▶ [What is expected]:
Please decide whether each statement agrees with the passage on advertising agency commissions below, answering yes or no and quoting the deciding words: (a) The newspapers expected agencies to pay only the net amount after the commission. (b) The agreement between agencies and newspapers came after the antitrust law was enacted. (c) Agencies owed the media full payment only if the advertiser had paid them.

▶ [Extracted text]:
========================================================================

An agreement, which preceded the enactment of the antitrust law, was entered into by the advertising agencies and the newspapers.  The newspapers agreed that they would charge advertisers full rate card (including a 15% commission), and they would continue to give the advertising agencies invoices reflecting the total charge including the 15% commission but expect payment only of the net amount less the fifteen percent (15%) commission.  In this way the advertising agencies could continue to represent to the advertiser that hiring an agency didn’t cost anything and the agencies would continue to receive 15% off the gross media cost (an effective 17.65% of the actual amount paid to the media).  This way the media cost the advertiser the same amount with or without an ad agency, and so it seemed that advertisers need not pay the agency anything for the services they provide.  (This same concept continues today in the minds of many advertisers.)  In exchange for this commitment on the part of the media, the agencies agreed that they would be solely liable for payment in full to the media, regardless of whether the advertiser paid the advertising agency.  Thus was born another novel business concept: the agent for a disclosed principal who agreed to be liable for the principal’s obligation. In this way advertising agencies created the distinct possibility of having liability far in excess of their actual size as a business: a recipe for bankruptcy.

========================================================================

(Records in a dataset)
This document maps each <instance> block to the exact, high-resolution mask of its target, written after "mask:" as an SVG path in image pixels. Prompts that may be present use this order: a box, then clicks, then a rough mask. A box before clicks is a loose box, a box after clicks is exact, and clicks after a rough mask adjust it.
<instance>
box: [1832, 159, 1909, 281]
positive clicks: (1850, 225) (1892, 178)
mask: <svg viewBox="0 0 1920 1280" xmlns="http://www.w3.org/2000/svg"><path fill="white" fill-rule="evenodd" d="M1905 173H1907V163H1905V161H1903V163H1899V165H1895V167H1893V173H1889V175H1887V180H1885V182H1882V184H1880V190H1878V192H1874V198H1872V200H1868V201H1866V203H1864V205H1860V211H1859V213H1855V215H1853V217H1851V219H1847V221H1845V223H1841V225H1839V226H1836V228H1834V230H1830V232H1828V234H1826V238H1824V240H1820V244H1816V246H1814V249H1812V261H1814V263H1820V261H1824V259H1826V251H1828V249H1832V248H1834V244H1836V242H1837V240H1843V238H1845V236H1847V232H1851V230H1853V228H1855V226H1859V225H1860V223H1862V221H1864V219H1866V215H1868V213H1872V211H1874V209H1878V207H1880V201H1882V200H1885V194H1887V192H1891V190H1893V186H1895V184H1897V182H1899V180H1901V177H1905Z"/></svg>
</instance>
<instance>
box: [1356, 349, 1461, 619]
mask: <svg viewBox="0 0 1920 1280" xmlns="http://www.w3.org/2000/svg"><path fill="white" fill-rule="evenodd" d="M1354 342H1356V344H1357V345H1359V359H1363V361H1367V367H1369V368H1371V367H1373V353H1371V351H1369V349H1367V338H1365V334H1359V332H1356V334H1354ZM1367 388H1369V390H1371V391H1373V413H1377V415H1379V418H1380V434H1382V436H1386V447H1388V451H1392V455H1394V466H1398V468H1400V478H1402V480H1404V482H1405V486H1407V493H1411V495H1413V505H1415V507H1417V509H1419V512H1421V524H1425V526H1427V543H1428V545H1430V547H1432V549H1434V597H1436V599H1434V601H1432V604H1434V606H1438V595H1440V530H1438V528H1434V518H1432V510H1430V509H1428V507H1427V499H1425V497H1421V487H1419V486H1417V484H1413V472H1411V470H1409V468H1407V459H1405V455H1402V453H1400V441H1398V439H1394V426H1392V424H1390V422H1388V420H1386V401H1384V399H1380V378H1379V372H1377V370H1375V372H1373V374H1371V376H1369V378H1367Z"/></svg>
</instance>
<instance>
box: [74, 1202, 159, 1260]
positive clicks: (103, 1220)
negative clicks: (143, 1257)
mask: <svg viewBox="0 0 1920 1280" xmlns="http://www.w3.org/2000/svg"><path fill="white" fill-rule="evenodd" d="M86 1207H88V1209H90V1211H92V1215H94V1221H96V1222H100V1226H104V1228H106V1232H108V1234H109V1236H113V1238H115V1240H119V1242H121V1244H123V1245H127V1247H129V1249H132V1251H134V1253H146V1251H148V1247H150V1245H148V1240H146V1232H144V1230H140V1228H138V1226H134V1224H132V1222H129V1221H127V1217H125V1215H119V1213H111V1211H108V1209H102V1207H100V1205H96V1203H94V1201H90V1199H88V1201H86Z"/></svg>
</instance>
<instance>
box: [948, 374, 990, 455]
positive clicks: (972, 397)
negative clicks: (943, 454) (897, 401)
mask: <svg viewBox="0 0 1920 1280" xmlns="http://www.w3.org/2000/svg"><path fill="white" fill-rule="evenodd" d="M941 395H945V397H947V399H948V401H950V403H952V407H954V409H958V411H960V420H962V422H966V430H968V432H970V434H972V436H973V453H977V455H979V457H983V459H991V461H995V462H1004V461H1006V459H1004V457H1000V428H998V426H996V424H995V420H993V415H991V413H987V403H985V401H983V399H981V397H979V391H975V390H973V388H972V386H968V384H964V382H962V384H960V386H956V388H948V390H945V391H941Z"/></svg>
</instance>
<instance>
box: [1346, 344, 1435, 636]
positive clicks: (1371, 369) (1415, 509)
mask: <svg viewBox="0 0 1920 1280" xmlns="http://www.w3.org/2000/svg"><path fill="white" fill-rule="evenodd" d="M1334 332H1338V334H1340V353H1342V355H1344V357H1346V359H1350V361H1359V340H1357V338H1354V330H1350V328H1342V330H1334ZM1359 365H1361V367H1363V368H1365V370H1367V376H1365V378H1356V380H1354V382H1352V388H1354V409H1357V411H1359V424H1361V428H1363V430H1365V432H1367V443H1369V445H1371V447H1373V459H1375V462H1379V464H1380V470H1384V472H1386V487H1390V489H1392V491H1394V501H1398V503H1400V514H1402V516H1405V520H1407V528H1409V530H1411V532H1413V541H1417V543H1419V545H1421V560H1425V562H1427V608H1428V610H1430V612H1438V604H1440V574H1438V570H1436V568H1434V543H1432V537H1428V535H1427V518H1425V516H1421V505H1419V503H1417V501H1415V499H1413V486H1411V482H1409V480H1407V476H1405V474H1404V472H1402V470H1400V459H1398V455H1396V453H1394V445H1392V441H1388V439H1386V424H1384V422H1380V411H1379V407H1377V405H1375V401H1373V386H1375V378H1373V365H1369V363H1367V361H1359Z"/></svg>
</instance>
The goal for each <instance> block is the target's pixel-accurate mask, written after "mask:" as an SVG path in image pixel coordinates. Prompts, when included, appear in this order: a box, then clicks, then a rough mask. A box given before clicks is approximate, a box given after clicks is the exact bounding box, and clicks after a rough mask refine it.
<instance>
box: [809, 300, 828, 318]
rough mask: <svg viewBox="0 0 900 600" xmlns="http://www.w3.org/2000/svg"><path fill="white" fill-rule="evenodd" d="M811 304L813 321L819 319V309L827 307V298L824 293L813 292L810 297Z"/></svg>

========================================================================

▶ [Solution for this exercise]:
(a) Yes: "expect payment only of the net amount less the fifteen percent (15%) commission."
(b) No: "An agreement, which preceded the enactment of the antitrust law."
(c) No: "regardless of whether the advertiser paid the advertising agency."